╭─ DATA FOR THE TASK

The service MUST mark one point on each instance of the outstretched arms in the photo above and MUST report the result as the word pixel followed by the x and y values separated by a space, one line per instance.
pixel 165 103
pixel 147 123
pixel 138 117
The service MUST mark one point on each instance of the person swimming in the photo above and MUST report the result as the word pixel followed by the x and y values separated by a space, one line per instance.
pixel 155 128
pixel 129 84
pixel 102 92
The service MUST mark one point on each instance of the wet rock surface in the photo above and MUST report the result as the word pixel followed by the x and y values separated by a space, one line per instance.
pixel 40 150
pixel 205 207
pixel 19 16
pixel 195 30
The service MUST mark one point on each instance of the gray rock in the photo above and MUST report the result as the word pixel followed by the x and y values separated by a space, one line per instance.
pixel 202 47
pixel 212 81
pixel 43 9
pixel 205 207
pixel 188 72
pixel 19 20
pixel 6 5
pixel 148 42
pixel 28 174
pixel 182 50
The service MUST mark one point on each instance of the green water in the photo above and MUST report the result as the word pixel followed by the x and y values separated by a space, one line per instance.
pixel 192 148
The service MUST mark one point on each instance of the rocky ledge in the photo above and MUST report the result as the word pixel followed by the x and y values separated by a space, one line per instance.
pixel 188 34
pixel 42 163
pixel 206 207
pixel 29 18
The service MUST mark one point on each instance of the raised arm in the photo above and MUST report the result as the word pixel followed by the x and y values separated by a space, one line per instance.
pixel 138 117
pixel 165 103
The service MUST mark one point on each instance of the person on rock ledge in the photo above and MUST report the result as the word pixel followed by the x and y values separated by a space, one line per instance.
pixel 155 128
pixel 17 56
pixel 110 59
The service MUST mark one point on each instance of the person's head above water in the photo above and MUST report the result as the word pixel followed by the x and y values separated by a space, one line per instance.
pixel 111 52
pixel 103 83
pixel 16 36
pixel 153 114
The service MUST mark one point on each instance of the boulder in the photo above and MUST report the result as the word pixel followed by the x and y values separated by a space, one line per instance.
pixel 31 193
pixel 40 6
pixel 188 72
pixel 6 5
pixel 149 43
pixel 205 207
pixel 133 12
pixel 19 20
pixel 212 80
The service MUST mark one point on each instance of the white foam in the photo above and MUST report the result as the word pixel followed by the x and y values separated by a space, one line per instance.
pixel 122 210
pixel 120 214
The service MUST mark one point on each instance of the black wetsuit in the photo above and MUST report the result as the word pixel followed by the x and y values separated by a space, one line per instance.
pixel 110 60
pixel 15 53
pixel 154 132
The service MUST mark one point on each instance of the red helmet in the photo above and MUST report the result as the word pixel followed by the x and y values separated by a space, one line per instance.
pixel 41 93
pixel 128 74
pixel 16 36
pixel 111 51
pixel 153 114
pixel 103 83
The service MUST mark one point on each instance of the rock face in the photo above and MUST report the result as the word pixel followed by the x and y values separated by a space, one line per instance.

╰─

▶ _WHAT YOU SHOULD DO_: Look above for the line containing "of the raised", then please write out that line and each one after it through the end, exactly, with nothing else.

▶ _REPLY_:
The service MUST mark one point on each instance of the raised arm in the photo above and MUST report the result as the word pixel followed by the x and y values separated by a space, one line per instance.
pixel 138 117
pixel 165 103
The service MUST mark one point on each instance of the person on rock ledge in the photo above and MUST report the result as the word pixel followed by the x and y values separated by a space, one line per instance.
pixel 155 128
pixel 17 56
pixel 110 59
The service MUST mark one point on each instance of the person's head above water in the photo above and MUST report the result as the word pixel followed by the x and y values separated by a space, one line per instance.
pixel 111 52
pixel 103 83
pixel 16 36
pixel 153 114
The service MUST mark one point on each instance of the boulder in the photo above and MUST report the result as the word pixel followed by the x and y values separated by a space, one line per instance.
pixel 31 193
pixel 40 6
pixel 188 72
pixel 6 5
pixel 149 43
pixel 205 207
pixel 133 12
pixel 19 20
pixel 212 80
The service MUST mark one point on each instance of the white foam in the photo above and MUST report the result as the word pixel followed by the x and y values separated by a space, one line per instance.
pixel 122 210
pixel 120 214
The service MUST mark one point on each instance of the black wetsuit in the photo above and MUST report the result as the word pixel followed by the x and y values separated by a space, one line per instance.
pixel 110 60
pixel 15 53
pixel 154 132
The service MUST mark one point on each instance of the red helmet in the photo above and MUST report the result as the word pixel followed by the x and y values separated by a space, one line per instance.
pixel 41 93
pixel 128 74
pixel 16 36
pixel 111 51
pixel 153 114
pixel 103 83
The service MUST mark one point on each instance of the rock face in the photo above and MUST report the result as the word pixel followed by the x and y values separated by a space, one line per instance.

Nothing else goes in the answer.